Directive>
Reproduce the data below word for word, starting at the line containing "Each instance of the grassy" and ending at the line containing "(1269, 845)", with both of those lines included. Output only those lines.

Information shown>
Begin
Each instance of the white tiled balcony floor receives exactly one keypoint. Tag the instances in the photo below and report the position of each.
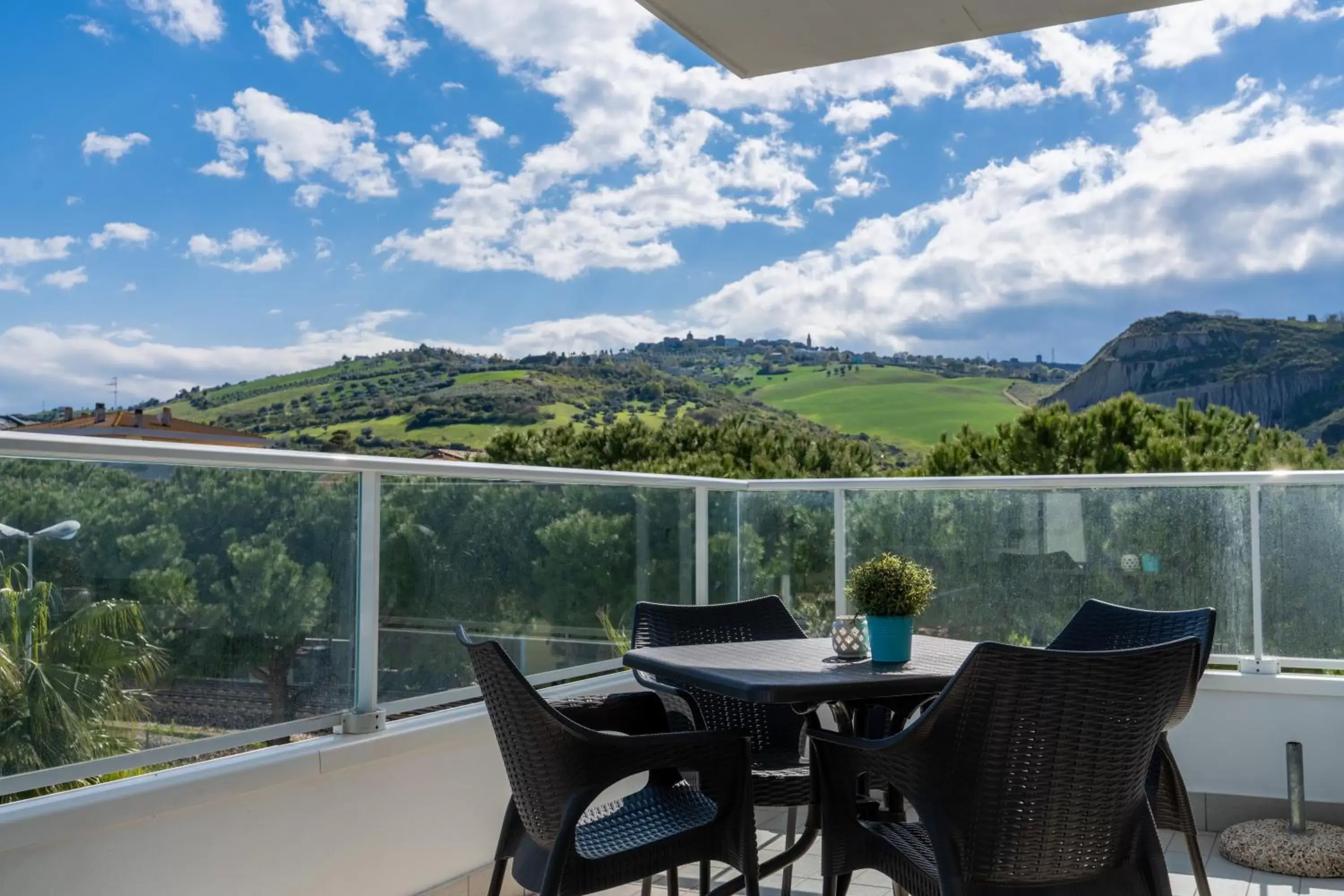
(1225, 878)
End
Begin
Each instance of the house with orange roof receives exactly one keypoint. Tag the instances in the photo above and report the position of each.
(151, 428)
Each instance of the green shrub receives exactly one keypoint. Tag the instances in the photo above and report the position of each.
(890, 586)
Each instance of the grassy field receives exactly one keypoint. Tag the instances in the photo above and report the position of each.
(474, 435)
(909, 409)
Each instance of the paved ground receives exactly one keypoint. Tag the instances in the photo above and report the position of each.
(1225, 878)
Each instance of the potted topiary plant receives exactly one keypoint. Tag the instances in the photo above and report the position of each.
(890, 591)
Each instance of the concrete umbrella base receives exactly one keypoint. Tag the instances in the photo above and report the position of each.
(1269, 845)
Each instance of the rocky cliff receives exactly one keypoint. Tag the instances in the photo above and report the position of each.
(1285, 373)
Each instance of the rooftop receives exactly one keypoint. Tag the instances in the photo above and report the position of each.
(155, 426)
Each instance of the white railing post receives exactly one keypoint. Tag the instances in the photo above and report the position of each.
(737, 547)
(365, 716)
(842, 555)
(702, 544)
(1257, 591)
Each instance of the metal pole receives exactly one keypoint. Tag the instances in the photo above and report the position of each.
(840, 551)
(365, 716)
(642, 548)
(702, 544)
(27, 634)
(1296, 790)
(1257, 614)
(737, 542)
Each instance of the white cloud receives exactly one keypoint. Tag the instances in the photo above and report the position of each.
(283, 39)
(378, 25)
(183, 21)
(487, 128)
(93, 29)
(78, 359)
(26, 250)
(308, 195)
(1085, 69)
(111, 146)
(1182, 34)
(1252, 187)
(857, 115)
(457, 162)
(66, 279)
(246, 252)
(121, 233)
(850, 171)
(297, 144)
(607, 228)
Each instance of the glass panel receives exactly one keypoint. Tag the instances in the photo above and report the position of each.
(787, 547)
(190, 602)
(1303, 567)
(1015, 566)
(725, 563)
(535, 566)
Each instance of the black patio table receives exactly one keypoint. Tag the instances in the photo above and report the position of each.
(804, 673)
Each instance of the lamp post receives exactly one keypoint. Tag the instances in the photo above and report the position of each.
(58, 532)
End
Begin
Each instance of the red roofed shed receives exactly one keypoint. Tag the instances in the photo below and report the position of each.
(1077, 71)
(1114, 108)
End
Task solution>
Each instance of the grassy field receives exactly one keypoint. Tag the instances in the photo above and report the position of each.
(474, 435)
(909, 409)
Each instance of the paved ground receives exactly one keypoint. Tag the instances in the photo above and report the position of each.
(1225, 878)
Each instance of the potted topiary plant receives exactly one keypoint. Tag the instances in the photo above and report the position of each.
(890, 591)
Each instance of the concrete umbrella base receives exactly one keypoint. Tag the instances in the photo above and report the position of each.
(1269, 845)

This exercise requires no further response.